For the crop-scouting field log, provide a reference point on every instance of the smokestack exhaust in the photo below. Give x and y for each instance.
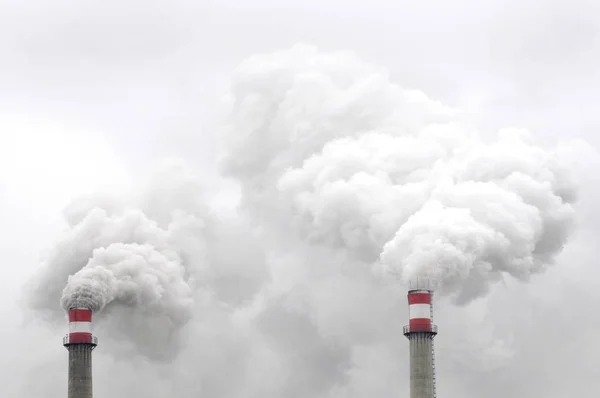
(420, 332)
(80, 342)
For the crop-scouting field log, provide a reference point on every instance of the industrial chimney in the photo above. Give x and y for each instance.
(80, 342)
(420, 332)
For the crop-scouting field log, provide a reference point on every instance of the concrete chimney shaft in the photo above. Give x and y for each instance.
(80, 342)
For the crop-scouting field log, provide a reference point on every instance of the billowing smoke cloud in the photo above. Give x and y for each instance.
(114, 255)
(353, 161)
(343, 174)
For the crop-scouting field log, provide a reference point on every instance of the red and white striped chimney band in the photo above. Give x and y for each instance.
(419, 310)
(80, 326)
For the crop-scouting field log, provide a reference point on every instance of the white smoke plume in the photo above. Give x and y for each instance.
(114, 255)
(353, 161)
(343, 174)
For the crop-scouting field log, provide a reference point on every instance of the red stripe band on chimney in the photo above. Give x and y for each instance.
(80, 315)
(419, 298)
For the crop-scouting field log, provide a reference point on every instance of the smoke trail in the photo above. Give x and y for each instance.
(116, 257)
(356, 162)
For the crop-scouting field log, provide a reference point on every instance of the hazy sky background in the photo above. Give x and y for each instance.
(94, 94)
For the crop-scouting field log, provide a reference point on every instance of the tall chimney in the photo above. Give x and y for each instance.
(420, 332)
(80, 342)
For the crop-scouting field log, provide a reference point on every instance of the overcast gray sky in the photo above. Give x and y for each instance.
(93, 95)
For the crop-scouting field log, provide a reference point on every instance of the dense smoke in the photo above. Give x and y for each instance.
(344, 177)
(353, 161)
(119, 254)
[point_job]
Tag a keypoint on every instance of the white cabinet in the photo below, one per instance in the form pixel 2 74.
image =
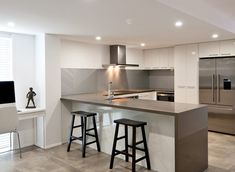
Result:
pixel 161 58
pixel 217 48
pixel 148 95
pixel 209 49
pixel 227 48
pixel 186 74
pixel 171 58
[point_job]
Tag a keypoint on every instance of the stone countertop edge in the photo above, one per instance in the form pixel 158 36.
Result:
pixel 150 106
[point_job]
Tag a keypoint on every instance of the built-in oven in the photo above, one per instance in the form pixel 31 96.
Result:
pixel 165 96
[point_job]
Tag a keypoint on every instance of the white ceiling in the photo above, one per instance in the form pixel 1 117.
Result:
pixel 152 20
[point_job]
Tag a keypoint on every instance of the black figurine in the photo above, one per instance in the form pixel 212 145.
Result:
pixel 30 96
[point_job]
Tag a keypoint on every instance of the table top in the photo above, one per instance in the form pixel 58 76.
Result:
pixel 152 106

· · · ·

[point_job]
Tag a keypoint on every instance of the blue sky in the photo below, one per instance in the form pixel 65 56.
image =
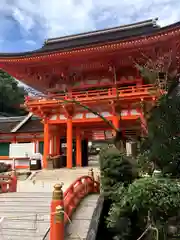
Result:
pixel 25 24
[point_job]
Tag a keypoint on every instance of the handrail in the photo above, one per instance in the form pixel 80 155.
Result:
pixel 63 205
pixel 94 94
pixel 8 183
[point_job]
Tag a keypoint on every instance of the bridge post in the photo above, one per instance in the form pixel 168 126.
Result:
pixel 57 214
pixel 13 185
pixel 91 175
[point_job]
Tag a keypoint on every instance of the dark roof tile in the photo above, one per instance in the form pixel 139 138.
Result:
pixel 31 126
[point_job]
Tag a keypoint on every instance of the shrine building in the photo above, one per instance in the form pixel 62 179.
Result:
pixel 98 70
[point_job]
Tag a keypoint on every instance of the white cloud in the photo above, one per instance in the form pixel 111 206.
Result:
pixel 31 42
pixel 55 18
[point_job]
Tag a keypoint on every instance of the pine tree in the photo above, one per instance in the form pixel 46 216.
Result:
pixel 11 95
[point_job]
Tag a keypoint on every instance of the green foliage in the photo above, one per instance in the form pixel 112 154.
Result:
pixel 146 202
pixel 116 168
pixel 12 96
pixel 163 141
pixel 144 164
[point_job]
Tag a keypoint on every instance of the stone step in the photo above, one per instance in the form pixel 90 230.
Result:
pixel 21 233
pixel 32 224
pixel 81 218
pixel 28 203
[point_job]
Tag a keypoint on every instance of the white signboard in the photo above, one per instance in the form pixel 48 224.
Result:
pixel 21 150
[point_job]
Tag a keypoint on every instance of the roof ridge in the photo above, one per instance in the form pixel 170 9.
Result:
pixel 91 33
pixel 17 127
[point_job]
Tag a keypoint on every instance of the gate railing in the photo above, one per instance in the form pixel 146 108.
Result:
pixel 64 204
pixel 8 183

· · · ·

WORK REQUIRED: Return all lines of the material above in which the word "roof" occurs.

WRITTEN SOLUTION:
Tag a keypoint on every instance of the dark roof tile in the photo above, one per instance in the form pixel 139 138.
Tag a keypoint on every instance of the roof ridge in the photo above, one per instance in the form pixel 170 9.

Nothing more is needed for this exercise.